*** SOURCE DATA Section Begins ***

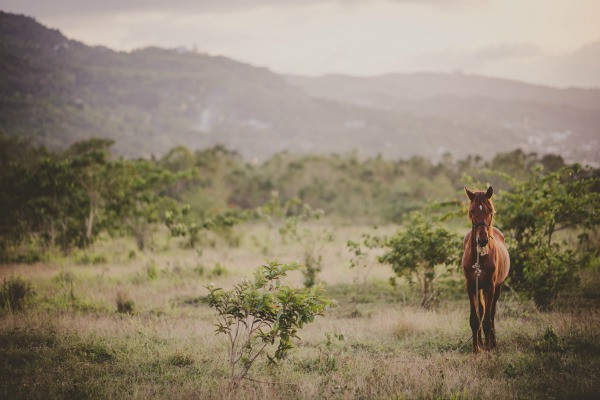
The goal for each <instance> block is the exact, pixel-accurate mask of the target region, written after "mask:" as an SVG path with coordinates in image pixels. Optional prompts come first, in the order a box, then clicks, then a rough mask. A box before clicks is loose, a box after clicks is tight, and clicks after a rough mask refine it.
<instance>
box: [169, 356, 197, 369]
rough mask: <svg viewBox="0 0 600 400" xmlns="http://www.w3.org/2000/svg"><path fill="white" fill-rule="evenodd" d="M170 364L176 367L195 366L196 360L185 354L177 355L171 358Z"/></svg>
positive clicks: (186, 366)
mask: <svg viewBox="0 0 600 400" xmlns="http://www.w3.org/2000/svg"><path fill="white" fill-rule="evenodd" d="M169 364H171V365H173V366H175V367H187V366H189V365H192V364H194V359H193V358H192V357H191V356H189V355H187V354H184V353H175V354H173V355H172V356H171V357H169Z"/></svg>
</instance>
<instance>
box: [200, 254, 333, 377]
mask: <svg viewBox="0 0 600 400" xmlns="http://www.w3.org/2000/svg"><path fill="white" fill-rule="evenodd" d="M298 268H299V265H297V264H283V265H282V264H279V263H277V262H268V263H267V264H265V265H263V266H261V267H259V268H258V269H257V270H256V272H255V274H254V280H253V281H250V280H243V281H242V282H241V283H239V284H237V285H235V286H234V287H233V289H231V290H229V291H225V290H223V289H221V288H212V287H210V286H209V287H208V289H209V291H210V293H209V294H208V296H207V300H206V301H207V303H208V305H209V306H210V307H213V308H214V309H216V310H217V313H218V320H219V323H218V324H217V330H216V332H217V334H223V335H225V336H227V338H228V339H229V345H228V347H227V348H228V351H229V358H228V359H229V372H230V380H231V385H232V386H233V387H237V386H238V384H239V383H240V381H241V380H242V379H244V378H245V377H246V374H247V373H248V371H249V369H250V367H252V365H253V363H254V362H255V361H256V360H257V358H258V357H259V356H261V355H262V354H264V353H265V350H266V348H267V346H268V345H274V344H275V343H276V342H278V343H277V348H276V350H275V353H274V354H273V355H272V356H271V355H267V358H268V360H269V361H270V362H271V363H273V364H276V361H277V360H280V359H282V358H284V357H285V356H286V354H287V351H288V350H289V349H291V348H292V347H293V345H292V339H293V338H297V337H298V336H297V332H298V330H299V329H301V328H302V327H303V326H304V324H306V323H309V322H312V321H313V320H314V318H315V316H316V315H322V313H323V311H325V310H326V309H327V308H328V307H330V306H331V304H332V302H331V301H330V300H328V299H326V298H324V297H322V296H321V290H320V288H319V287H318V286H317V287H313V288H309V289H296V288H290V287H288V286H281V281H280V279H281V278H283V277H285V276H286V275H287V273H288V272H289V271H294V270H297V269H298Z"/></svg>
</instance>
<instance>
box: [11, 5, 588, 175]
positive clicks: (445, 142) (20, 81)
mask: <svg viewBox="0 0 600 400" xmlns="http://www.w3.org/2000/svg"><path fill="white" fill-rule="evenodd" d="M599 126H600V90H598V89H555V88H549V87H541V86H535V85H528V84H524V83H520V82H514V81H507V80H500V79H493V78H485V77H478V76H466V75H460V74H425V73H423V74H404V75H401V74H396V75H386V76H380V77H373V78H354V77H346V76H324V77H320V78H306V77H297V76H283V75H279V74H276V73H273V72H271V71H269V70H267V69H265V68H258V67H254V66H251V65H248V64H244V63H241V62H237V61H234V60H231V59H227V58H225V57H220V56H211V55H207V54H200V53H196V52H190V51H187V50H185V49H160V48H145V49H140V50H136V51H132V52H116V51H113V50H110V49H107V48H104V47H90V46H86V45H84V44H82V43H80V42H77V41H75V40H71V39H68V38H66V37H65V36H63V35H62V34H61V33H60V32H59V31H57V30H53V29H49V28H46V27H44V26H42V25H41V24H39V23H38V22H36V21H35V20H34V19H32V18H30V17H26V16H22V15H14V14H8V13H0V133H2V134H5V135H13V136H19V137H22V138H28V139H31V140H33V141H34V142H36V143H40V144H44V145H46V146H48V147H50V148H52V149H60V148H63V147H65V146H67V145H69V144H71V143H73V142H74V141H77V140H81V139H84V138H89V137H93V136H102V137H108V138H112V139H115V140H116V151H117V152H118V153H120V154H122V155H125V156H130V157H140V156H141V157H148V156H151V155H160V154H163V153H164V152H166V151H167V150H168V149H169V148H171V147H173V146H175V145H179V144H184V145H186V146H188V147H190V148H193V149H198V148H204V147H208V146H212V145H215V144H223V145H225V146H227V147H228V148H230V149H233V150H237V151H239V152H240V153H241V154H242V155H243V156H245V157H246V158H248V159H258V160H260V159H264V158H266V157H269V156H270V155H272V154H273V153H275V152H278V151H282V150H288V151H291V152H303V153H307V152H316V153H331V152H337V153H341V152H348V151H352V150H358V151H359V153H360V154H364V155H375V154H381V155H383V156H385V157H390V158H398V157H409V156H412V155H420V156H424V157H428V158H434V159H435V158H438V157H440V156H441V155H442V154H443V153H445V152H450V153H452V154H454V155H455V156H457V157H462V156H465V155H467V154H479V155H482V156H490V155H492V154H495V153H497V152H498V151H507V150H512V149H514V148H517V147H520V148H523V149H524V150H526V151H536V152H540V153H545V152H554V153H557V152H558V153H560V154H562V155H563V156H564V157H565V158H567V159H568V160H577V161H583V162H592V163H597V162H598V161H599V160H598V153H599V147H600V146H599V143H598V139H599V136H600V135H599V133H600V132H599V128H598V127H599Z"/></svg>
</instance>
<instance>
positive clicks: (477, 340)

*** SOURCE DATA Section Ends ***

* **EXERCISE**: Wherever "rough" turns up in the records, copy the whole line.

* **OUTPUT BELOW**:
The goal for each <instance> block is the exact, pixel-accurate mask of the target region, written after "mask:" as an SVG path with coordinates in image pixels. Optional prompts come first, in the order a box, then clicks, then a rough mask. A box before clicks is loose, a box after clicks is tight, and clicks after a rough mask refine it.
rough mask: <svg viewBox="0 0 600 400" xmlns="http://www.w3.org/2000/svg"><path fill="white" fill-rule="evenodd" d="M170 364L176 367L195 366L196 360L185 354L177 355L171 358Z"/></svg>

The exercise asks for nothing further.